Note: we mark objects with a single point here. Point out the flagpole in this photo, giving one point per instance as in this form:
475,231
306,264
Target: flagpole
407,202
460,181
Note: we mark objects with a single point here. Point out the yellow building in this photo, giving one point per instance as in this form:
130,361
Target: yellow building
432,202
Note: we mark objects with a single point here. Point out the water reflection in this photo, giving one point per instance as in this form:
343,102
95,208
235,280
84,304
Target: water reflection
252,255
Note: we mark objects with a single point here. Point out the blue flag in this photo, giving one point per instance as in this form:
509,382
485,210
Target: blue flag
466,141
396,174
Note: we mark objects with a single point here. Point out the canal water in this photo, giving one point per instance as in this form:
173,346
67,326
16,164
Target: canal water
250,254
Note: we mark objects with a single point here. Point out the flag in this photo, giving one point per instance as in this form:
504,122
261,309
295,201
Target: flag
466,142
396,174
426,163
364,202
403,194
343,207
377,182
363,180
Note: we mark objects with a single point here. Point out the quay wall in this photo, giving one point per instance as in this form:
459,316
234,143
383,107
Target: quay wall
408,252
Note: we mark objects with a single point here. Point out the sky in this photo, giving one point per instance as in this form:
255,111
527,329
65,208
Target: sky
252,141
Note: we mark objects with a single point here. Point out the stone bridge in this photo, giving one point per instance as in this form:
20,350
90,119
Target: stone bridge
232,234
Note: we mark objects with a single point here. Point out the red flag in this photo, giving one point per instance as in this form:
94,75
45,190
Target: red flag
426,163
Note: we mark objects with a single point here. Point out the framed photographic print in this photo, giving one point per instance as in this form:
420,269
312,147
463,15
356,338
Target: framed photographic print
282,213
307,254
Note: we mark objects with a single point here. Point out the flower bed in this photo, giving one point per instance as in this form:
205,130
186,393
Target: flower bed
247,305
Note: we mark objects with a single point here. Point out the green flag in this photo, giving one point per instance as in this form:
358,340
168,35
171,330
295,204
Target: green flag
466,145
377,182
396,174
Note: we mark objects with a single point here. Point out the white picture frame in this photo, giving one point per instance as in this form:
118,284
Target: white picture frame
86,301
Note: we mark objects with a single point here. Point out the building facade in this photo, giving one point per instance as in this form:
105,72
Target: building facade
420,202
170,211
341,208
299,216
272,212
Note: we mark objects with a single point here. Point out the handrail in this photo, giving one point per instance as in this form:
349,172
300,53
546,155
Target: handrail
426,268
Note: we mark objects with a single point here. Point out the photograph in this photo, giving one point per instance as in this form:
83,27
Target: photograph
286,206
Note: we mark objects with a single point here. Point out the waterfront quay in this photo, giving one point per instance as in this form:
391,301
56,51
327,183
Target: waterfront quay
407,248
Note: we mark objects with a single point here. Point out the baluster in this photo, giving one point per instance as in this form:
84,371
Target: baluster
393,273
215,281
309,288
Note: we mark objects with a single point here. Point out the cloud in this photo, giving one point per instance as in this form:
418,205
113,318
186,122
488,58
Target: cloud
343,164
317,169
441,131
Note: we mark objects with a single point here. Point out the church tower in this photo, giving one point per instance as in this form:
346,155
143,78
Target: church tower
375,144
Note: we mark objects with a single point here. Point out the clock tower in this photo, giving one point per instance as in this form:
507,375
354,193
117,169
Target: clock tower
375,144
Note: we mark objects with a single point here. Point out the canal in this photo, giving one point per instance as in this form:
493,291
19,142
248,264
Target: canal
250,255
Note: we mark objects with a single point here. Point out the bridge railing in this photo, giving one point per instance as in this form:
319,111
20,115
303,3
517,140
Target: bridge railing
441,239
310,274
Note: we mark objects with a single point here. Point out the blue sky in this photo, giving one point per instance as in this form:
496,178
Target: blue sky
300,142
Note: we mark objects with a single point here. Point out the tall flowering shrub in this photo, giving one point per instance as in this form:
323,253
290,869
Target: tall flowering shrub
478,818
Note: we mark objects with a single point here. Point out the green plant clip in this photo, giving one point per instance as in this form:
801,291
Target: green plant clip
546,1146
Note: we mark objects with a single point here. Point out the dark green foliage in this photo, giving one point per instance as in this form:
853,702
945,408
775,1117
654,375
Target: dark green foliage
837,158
- - -
- _DESCRIPTION OF THE TASK_
Please write out, exactly as they appear, only the lines from the one holding "out the church" through the end of the data.

- _RESULT FOR THIS EXERCISE_
Note: we mark objects with a single point here. Point out the church tower in this photo, giving one point per instance as in this form:
346,155
143,78
Target: church tower
375,144
Note: we mark objects with a single point here. Point out the clock tower in this photo, giving one point per instance as in this form:
507,375
354,193
117,169
Target: clock tower
375,144
Note: we mark objects with a single point here. Point out the canal in this photo, giving one point per instance as in this form:
493,291
19,142
248,264
Target: canal
250,255
Note: we mark objects with a single point here. Point out the bridge railing in this photo, giving one point per instance as in this form:
319,111
20,115
303,3
517,140
Target: bridge railing
441,239
310,274
Note: we mark objects with a single point here. Point out the blue sky in this photo, giving one point per instance as in this form:
496,178
Target: blue sky
300,142
Note: we mark objects with a single point here. Point out the tall flowering shrub in this photo, giving one point per instance as in this form:
323,253
290,869
Target: tall flowering shrub
478,818
Note: we mark objects with a single point here. Point out the green plant clip in this photo, giving one point per instance as in this form:
801,291
Target: green plant clip
546,1146
Note: we mark objects with a single point here. Point out the dark green foliage in this photo, giving one point per instance as in this form:
853,702
945,408
775,1117
654,375
Target: dark green foliage
837,158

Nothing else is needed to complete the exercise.